* START *
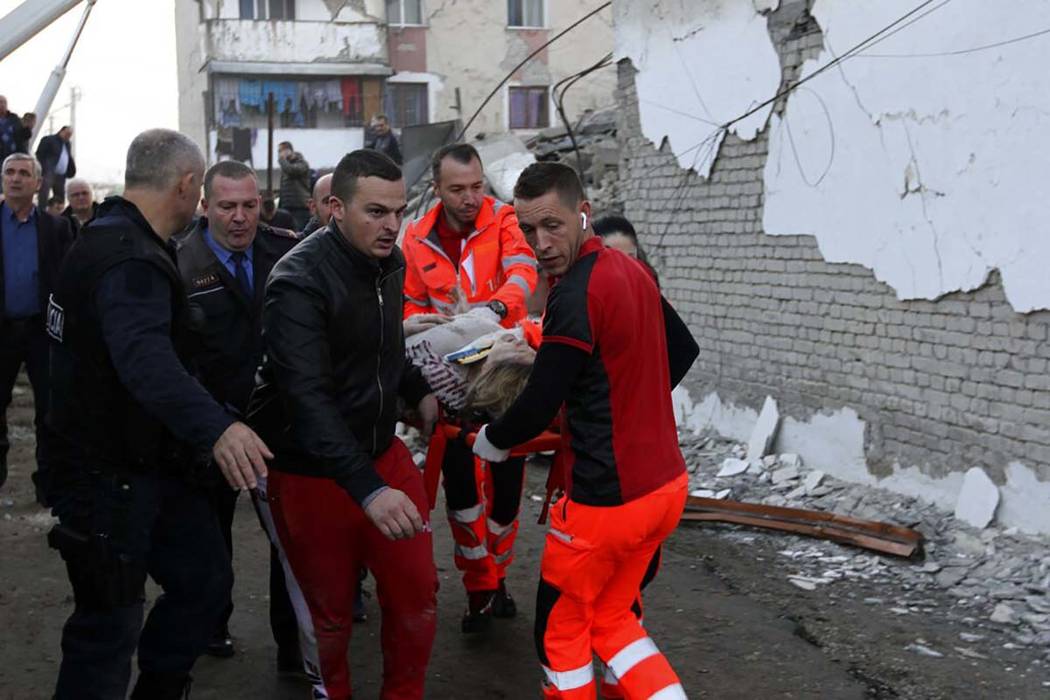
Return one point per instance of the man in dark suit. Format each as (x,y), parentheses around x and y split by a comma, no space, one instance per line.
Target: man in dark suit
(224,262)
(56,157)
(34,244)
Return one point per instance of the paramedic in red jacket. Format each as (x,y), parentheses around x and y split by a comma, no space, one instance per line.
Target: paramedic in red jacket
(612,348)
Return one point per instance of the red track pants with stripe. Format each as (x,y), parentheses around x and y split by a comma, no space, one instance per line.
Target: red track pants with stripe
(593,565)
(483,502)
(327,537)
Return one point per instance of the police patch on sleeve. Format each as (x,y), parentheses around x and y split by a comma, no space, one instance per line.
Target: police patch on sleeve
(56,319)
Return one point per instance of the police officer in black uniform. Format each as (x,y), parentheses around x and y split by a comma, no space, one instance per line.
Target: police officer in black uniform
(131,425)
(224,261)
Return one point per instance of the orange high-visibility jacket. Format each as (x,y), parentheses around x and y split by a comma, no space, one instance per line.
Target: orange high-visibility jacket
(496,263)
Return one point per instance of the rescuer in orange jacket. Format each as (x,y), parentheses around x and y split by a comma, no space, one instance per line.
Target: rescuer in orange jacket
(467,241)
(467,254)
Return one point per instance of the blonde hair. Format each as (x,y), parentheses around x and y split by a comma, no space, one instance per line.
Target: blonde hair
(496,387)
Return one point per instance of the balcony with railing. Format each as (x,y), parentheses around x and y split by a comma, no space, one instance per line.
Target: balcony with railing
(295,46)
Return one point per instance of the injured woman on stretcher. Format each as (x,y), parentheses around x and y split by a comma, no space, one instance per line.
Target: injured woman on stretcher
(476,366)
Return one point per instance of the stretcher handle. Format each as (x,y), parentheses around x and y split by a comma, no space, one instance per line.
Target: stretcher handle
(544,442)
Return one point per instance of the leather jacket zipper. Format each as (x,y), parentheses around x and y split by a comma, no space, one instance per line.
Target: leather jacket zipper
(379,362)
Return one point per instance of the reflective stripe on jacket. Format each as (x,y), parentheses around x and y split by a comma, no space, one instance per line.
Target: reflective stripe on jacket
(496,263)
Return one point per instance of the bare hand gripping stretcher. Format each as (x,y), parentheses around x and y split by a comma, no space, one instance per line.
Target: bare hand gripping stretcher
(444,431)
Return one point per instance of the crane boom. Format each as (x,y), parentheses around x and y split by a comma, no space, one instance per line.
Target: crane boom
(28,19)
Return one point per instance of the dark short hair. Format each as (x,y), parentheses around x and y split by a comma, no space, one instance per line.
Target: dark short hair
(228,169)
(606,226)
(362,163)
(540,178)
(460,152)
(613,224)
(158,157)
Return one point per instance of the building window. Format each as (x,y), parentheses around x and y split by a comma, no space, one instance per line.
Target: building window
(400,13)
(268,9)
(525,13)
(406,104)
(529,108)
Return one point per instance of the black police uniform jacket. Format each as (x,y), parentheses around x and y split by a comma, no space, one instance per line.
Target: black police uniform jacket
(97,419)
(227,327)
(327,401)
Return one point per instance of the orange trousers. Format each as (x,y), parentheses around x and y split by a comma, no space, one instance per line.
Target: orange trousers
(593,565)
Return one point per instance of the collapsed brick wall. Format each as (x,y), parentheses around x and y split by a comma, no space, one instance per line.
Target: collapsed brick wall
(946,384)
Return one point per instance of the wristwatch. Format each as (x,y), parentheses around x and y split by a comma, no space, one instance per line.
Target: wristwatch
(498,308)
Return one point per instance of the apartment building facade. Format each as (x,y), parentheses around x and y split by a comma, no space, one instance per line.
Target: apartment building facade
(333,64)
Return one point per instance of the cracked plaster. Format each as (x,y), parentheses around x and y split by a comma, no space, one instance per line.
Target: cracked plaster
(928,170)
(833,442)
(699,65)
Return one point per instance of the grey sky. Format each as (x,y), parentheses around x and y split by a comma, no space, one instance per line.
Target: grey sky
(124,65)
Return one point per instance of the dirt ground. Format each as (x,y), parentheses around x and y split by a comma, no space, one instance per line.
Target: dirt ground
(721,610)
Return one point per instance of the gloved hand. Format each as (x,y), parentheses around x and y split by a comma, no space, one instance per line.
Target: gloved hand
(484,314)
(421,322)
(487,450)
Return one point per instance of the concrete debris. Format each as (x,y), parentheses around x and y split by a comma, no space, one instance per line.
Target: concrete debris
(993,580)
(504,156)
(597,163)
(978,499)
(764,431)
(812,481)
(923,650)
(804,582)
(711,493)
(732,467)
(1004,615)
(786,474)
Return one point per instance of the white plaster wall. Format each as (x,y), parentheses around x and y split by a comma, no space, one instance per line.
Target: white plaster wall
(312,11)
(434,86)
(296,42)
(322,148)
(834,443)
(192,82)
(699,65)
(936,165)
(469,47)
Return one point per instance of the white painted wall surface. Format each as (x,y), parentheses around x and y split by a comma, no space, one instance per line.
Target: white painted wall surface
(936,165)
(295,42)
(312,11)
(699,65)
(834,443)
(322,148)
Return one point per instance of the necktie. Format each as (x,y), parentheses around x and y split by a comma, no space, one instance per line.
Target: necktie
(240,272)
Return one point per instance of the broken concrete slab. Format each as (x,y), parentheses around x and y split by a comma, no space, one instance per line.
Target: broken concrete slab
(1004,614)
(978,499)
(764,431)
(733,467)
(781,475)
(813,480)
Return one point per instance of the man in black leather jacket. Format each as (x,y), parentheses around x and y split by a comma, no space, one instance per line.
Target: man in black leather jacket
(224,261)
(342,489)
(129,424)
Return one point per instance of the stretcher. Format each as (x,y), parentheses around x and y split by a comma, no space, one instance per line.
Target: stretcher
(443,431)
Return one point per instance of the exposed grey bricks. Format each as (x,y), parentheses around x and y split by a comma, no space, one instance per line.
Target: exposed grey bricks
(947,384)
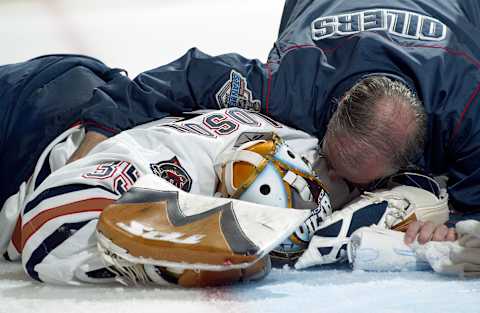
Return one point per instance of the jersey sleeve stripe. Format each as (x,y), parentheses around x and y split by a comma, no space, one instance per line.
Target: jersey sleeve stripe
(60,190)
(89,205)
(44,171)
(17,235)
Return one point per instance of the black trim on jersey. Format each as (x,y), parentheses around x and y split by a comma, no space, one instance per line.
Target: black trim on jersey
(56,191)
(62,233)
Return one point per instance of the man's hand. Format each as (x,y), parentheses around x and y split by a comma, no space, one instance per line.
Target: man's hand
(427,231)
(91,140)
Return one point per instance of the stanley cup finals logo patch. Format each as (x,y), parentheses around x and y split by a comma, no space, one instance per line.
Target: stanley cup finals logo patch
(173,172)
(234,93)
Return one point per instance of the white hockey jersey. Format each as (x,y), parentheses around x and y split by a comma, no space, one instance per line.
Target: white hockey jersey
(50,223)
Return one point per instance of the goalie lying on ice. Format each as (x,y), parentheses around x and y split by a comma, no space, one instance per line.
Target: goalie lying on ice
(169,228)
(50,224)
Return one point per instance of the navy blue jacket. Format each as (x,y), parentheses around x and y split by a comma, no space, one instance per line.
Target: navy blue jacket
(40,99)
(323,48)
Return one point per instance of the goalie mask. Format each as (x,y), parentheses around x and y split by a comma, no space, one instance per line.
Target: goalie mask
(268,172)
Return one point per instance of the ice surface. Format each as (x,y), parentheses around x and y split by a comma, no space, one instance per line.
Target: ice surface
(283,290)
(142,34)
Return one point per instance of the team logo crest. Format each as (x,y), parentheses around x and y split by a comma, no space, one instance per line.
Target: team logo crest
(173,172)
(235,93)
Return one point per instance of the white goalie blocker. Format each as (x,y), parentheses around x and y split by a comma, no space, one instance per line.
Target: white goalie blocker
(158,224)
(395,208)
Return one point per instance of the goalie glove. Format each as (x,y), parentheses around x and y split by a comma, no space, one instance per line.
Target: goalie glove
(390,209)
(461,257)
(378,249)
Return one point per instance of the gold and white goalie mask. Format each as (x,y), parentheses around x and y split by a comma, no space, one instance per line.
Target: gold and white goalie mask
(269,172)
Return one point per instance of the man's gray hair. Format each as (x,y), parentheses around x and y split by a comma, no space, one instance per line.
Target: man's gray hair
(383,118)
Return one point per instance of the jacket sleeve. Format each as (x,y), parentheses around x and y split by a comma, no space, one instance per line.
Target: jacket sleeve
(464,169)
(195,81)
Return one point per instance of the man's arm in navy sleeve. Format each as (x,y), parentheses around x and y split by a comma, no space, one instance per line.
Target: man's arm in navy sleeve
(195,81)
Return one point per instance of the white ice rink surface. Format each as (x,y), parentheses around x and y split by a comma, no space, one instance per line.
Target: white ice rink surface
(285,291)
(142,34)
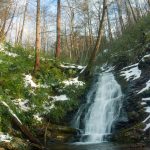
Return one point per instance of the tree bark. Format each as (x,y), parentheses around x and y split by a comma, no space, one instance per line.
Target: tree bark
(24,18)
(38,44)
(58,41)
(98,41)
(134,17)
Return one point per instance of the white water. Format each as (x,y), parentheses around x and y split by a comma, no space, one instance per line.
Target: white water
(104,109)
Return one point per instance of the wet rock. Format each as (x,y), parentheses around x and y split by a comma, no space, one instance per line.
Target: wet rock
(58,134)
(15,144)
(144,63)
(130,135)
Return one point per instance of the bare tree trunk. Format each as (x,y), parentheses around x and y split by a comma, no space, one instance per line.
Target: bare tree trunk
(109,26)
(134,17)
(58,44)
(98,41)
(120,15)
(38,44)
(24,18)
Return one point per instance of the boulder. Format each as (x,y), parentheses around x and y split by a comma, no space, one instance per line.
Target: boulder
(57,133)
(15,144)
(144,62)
* END *
* START *
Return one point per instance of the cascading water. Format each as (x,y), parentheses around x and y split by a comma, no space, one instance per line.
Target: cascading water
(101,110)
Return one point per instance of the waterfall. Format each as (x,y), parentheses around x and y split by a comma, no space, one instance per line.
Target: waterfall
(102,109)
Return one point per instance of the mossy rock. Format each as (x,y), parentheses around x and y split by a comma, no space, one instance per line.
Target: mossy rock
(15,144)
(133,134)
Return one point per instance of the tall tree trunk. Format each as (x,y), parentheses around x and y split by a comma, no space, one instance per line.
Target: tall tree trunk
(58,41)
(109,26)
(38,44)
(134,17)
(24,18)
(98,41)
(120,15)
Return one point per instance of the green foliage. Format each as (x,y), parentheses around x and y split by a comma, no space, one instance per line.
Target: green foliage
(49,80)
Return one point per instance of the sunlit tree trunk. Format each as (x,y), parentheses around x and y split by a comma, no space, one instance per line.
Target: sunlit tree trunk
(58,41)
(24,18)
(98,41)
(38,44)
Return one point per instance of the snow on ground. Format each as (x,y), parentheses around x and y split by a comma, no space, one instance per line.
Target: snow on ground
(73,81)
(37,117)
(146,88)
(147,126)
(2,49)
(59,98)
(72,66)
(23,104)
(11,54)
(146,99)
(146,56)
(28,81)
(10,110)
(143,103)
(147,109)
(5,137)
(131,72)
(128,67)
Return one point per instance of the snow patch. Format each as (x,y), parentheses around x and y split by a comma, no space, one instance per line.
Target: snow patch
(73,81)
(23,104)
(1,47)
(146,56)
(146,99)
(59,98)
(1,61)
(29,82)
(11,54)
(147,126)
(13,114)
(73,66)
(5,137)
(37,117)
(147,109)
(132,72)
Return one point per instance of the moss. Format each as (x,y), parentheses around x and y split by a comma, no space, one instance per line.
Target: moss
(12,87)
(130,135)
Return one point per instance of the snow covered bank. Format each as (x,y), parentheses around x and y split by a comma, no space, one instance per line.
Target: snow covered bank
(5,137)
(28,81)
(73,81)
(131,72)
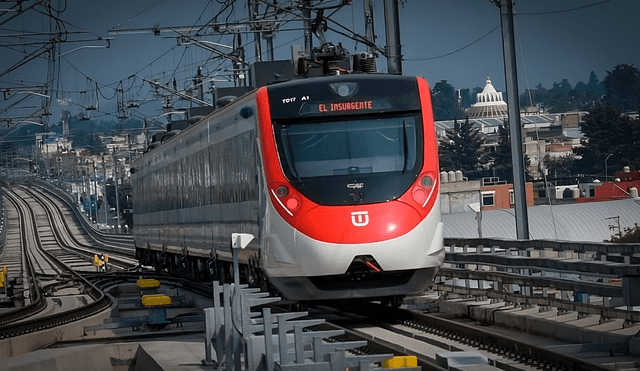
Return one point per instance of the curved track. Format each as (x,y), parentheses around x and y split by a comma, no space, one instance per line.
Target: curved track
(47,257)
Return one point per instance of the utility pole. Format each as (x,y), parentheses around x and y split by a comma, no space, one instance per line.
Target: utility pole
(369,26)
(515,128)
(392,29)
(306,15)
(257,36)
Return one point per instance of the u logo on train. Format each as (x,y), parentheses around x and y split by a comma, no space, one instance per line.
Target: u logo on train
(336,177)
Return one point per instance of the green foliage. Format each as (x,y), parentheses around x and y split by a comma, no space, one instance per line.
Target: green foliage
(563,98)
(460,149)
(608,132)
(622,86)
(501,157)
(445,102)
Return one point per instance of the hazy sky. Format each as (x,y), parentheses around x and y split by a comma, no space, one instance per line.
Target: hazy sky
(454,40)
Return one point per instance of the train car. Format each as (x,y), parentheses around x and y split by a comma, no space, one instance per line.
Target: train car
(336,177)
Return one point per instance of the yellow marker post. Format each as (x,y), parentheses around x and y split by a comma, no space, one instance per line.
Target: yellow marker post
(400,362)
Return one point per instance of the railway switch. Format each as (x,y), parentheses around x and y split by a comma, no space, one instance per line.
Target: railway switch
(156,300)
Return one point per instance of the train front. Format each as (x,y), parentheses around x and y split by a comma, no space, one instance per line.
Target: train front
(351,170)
* END *
Exercise task:
Show every line above that contains the word "window", copying each one in full.

Reply:
Return one point per instance of the building window. Format each as (x,y), parentheses around x and y split by a comma, no space, one instance per line.
Target: building window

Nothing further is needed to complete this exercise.